(Excerpts from a dataset)
**********

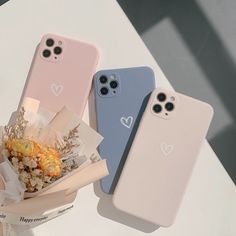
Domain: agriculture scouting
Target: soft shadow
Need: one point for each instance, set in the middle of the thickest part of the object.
(210, 54)
(106, 209)
(23, 230)
(224, 144)
(3, 1)
(129, 144)
(28, 77)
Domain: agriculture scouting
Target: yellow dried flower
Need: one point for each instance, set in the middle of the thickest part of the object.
(23, 147)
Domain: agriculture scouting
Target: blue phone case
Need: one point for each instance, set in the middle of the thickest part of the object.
(118, 111)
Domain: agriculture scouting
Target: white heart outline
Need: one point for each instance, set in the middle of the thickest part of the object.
(166, 149)
(127, 121)
(56, 89)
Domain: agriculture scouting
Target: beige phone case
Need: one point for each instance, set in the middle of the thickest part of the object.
(162, 158)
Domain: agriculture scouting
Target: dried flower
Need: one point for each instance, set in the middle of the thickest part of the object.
(17, 129)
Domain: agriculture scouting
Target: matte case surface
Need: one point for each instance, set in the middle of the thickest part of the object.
(161, 159)
(63, 80)
(118, 116)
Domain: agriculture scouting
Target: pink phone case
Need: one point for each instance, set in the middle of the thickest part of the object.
(162, 157)
(62, 78)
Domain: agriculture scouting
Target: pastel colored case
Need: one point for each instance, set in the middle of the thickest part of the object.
(118, 114)
(162, 157)
(62, 79)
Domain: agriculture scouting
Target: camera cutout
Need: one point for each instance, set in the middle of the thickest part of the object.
(108, 85)
(52, 49)
(164, 104)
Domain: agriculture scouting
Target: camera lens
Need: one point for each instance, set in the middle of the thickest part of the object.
(104, 91)
(46, 53)
(169, 106)
(103, 79)
(49, 42)
(157, 108)
(57, 50)
(114, 84)
(161, 97)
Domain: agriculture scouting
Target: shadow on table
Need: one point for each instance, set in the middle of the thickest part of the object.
(3, 1)
(208, 51)
(105, 206)
(23, 231)
(106, 209)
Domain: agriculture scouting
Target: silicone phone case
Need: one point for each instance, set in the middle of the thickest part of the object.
(118, 115)
(62, 79)
(162, 157)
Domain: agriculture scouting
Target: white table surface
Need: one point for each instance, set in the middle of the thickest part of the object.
(209, 205)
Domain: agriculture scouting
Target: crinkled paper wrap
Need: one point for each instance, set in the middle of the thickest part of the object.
(62, 193)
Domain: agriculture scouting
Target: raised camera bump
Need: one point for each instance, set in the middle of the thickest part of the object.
(161, 97)
(157, 108)
(103, 79)
(113, 84)
(49, 42)
(46, 53)
(169, 106)
(104, 90)
(57, 50)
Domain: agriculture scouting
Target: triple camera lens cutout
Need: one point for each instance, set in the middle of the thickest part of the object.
(108, 84)
(57, 50)
(168, 106)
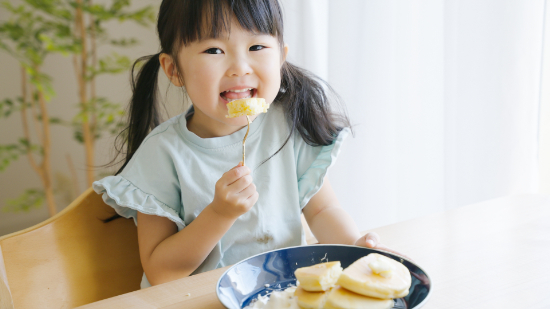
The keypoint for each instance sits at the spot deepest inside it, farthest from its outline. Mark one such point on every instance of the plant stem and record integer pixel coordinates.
(33, 163)
(86, 132)
(46, 146)
(92, 81)
(76, 189)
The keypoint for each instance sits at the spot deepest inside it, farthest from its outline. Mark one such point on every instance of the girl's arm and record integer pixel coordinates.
(167, 254)
(328, 222)
(331, 224)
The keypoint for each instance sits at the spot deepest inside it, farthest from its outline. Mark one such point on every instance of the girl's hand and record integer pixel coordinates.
(372, 240)
(235, 193)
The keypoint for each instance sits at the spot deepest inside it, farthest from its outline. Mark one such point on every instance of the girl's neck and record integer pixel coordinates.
(206, 127)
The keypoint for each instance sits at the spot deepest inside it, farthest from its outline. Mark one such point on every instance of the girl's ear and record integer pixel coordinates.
(285, 53)
(169, 68)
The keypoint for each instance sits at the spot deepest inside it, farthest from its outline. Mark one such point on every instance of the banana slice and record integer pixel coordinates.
(241, 107)
(377, 276)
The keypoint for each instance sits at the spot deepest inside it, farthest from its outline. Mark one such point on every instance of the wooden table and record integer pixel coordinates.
(494, 254)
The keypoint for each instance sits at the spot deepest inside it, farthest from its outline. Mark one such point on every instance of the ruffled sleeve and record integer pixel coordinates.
(312, 164)
(148, 184)
(127, 199)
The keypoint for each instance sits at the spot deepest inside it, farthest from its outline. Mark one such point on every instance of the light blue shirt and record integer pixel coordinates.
(173, 174)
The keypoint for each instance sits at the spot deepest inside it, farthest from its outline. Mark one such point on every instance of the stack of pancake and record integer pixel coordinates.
(372, 282)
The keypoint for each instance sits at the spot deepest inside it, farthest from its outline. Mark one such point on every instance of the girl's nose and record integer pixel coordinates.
(239, 67)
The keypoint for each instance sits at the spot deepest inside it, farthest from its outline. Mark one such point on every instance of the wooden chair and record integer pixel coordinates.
(71, 259)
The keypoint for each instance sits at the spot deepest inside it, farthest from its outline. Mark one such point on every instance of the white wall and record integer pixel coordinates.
(444, 95)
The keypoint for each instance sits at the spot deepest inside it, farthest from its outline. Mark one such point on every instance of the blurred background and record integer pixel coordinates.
(450, 100)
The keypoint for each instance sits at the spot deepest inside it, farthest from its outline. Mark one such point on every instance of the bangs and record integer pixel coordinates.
(208, 19)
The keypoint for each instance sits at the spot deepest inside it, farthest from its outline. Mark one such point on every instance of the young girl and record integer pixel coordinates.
(194, 209)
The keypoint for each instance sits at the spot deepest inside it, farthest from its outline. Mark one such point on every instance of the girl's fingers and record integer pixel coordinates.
(241, 184)
(248, 191)
(235, 174)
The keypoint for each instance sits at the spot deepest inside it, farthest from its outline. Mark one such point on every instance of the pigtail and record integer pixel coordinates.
(310, 105)
(143, 112)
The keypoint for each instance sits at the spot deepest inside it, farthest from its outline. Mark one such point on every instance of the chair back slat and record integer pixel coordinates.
(73, 258)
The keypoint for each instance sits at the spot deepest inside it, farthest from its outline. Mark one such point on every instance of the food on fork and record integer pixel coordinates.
(376, 276)
(320, 277)
(243, 107)
(310, 300)
(246, 107)
(340, 298)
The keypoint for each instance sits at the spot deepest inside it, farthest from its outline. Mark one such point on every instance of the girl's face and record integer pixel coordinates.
(236, 65)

**********

Answer with a number only: how many lines above include the word "surface"?

2